EXERCISE BRIEF
Consider the data that follows and state how many lines contain the string "carving", using the number alone.

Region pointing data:
== Segment start ==

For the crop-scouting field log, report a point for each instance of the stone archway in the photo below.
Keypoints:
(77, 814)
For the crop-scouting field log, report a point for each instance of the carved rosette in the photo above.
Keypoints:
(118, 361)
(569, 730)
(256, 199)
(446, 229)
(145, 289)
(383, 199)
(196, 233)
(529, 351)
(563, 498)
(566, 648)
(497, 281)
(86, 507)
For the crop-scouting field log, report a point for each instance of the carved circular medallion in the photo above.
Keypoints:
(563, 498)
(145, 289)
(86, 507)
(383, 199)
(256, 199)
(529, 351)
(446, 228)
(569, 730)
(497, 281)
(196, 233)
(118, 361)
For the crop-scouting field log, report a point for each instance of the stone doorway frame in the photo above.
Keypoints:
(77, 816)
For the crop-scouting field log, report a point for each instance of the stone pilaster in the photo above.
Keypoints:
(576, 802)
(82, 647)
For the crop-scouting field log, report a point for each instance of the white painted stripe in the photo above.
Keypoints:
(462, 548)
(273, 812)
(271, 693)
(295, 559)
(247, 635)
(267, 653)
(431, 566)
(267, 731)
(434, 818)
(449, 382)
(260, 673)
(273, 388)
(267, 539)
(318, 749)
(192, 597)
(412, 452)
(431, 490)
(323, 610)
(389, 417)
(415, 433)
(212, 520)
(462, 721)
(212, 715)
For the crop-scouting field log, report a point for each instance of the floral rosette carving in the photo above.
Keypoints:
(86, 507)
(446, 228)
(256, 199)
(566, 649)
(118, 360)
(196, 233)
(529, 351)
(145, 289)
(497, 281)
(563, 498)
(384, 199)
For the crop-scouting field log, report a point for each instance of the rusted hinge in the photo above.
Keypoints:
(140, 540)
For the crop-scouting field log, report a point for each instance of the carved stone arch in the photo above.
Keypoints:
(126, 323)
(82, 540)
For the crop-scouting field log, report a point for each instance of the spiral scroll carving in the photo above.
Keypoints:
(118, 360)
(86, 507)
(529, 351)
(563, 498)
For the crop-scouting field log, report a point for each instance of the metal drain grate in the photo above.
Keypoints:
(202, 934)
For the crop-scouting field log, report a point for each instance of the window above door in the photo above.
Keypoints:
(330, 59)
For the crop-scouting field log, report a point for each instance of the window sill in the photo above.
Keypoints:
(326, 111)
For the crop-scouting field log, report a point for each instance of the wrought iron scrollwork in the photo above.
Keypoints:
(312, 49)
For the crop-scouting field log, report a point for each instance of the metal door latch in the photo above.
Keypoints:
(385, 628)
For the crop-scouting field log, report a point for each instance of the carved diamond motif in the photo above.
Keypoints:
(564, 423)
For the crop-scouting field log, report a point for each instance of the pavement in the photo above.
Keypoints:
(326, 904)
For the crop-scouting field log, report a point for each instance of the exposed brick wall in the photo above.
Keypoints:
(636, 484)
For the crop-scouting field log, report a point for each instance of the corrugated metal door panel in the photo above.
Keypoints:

== Segment end ==

WORKED SOLUTION
2